# Start of Extracted data

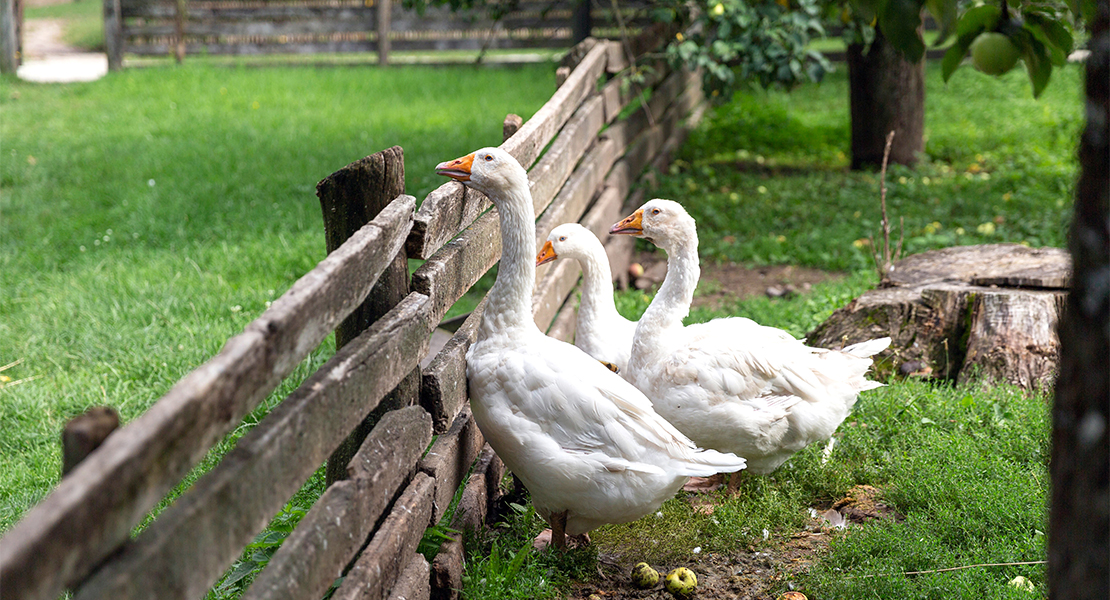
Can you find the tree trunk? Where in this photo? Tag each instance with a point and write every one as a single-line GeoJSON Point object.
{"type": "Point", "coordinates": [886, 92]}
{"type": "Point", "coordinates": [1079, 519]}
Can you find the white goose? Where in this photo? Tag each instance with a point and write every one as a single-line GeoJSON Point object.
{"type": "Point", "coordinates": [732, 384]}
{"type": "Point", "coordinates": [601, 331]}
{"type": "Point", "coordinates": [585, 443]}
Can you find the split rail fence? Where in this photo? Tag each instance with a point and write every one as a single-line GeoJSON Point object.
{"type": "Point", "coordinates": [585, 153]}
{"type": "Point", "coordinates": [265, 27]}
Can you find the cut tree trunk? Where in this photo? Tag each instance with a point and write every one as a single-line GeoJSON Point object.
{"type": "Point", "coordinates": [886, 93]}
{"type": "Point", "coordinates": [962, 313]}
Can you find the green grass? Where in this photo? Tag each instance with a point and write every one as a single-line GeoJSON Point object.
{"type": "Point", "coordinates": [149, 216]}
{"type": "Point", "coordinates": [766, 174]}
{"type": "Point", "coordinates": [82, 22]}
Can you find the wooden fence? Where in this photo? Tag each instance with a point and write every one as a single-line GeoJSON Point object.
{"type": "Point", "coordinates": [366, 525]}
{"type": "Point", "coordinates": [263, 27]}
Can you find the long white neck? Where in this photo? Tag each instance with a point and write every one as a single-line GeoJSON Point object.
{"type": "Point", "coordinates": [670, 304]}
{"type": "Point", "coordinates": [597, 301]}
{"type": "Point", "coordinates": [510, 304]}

# End of Extracted data

Exercise brief>
Express every line of the rows above as a Markdown table with the columns "Number" and "Entry," one line per table row. Skip blank lines and leave the pictures out.

Problem solution>
| Number | Entry |
|---|---|
| 1 | Can you find the tree trunk? Where in this photo? Tag each instance with a point and write every one as a single-line GeoJSON Point object. |
| 2 | {"type": "Point", "coordinates": [886, 92]} |
| 3 | {"type": "Point", "coordinates": [1079, 519]} |
| 4 | Can you find the white goose? Where in this photo? Tag each instance with a point and write every one as a single-line GeoJSON Point object. |
| 5 | {"type": "Point", "coordinates": [732, 384]} |
| 6 | {"type": "Point", "coordinates": [601, 331]} |
| 7 | {"type": "Point", "coordinates": [585, 443]} |
| 8 | Can you find the split rail fence? Where in this photo? Tag each instance with a point and write every one as a single-line GeoJSON Point object. |
| 9 | {"type": "Point", "coordinates": [585, 153]} |
| 10 | {"type": "Point", "coordinates": [265, 27]} |
| 11 | Can you find the cut tree trunk? Where in this photo? Tag each instance with a point and write every one as a single-line GeoJSON Point object. |
| 12 | {"type": "Point", "coordinates": [886, 93]} |
| 13 | {"type": "Point", "coordinates": [962, 313]} |
| 14 | Can you find the green grass? Where in this photo? Tag each instance with a point and write every one as a single-line GeoJSON Point object. |
| 15 | {"type": "Point", "coordinates": [149, 216]} |
| 16 | {"type": "Point", "coordinates": [766, 174]} |
| 17 | {"type": "Point", "coordinates": [82, 22]} |
| 18 | Can you find the wooden fence? Where in this photo? Tag each instance with a point and write every one as a single-line GeoJSON Point object. |
| 19 | {"type": "Point", "coordinates": [366, 525]} |
| 20 | {"type": "Point", "coordinates": [263, 27]} |
| 21 | Can you find the long white neck? Where in this photo? Tag each instance with a point and write every one as a single-line GeoJSON Point object. |
| 22 | {"type": "Point", "coordinates": [670, 304]} |
| 23 | {"type": "Point", "coordinates": [597, 301]} |
| 24 | {"type": "Point", "coordinates": [510, 304]} |